*Task instructions*
The reply should consist of every entry, repeated exactly.

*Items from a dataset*
*****
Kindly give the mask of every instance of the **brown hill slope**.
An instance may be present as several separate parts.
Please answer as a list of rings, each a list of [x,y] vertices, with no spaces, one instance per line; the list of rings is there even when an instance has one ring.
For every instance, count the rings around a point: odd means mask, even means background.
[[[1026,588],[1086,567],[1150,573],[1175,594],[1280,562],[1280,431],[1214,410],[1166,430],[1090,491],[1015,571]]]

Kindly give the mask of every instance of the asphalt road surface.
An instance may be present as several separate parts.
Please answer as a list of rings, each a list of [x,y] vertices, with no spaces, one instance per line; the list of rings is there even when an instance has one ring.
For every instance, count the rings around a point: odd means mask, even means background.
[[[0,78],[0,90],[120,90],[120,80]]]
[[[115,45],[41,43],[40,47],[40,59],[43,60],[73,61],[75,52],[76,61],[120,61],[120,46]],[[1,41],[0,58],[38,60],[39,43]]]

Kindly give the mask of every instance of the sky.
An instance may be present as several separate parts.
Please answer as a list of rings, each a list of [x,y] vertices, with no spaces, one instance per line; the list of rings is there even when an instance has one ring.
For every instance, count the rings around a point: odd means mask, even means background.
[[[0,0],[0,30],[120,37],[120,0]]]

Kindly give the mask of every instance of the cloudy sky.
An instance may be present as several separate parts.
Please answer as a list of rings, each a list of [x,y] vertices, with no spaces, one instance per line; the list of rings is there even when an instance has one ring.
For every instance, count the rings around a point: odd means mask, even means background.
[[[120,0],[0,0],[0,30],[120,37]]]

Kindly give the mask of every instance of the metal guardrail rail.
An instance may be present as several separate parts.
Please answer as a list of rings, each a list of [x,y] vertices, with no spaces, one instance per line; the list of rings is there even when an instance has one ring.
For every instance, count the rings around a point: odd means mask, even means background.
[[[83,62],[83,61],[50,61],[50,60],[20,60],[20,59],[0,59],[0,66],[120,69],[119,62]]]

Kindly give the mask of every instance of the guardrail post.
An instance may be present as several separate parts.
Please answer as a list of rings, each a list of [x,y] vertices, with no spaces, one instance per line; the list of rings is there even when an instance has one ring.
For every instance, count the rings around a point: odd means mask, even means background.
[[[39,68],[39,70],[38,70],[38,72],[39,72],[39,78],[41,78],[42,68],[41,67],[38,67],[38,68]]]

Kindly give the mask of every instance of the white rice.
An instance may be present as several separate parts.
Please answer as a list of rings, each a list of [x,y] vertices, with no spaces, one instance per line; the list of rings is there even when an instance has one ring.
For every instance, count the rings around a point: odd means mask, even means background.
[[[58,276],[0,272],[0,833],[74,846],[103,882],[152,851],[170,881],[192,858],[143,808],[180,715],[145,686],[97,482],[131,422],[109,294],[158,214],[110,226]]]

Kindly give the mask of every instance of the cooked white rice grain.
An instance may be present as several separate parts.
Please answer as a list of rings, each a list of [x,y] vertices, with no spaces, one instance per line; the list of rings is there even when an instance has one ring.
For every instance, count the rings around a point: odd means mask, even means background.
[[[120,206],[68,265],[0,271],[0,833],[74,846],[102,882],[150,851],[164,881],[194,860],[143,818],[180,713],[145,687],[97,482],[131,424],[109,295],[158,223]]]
*****
*Answer space*
Kindly give the mask of every instance of the **brown hill slope**.
An instance may be present as several separate parts.
Please answer as a list of rings, each a list of [x,y] vertices, with no spaces, one instance per line; the list of rings is there even when an instance has one ring.
For every instance, count the rings around a point: odd means mask, even means background.
[[[1026,588],[1086,567],[1150,573],[1175,594],[1280,562],[1280,431],[1214,410],[1166,430],[1090,491],[1015,571]]]

Kindly give the mask of every instance of the asphalt road surface.
An instance may be present as several separate parts.
Please answer as a list of rings, each a list of [x,y] vertices, with no spaces, one instance per line; the list of rings is there even when an instance has one ring.
For every instance, count the rings around a point: odd means mask, even means background.
[[[0,78],[0,90],[120,90],[120,80]]]
[[[115,45],[41,43],[40,47],[40,59],[43,60],[73,61],[75,52],[76,61],[120,61],[120,46]],[[1,41],[0,58],[38,60],[39,43]]]

Kindly give the mask of every instance of the sky.
An instance may be present as several separate parts.
Please answer as a list of rings, each a list of [x,y] vertices, with no spaces, one instance per line; the list of rings is there even when an instance has one ring.
For every instance, count the rings around a point: odd means mask, even means background.
[[[0,0],[0,30],[120,37],[120,0]]]

Kindly give the mask of every instance of the cloudy sky.
An instance may be present as several separate parts.
Please answer as a list of rings, each a list of [x,y] vertices, with no spaces, one instance per line; the list of rings is there even when an instance has one ring.
For every instance, count the rings around a point: odd means mask, even means background.
[[[120,0],[0,0],[0,30],[120,37]]]

Kindly give the mask of every instance of the metal guardrail rail.
An instance may be present as several separate parts.
Please answer as a list of rings, each a list of [x,y] vertices, with no spaces, one instance per line; the list of rings is there even when an instance has one ring.
For every instance, count the rings around a point: odd means mask, even means background.
[[[83,62],[83,61],[50,61],[50,60],[20,60],[20,59],[0,59],[0,66],[120,69],[119,62]]]

Kindly give the mask of every instance of the guardrail post.
An instance may be present as several separate parts.
Please answer as a list of rings, each a list of [x,y] vertices, with no spaces, one instance per line; the list of rings is there even when an instance has one ring.
For every instance, count the rings around a point: odd means mask, even means background.
[[[39,68],[39,70],[38,70],[38,72],[39,72],[39,78],[41,78],[42,68],[41,67],[38,67],[38,68]]]

Kindly give the mask of every instance of the white rice.
An instance may be present as several separate parts.
Please answer as a list of rings, each a list of [x,y] vertices, with no spaces, one instance per line; the list of rings is there even when an instance has one ring.
For every instance, count the rings around a point: odd means mask, even means background.
[[[58,276],[0,272],[0,833],[74,846],[103,882],[152,851],[170,881],[192,858],[143,808],[180,715],[145,686],[97,482],[131,422],[109,294],[158,214],[110,226]]]

Kindly give the mask of every instance of the cooked white rice grain.
An instance may be present as several separate parts.
Please answer as a list of rings, each a list of [x,y] vertices, with no spaces, one instance per line; the list of rings is there even when an instance has one ring.
For every instance, count the rings around a point: odd means mask, even means background.
[[[120,206],[68,265],[0,271],[0,833],[74,846],[102,882],[150,851],[164,881],[194,860],[143,818],[180,713],[145,687],[97,482],[131,424],[109,295],[158,223]]]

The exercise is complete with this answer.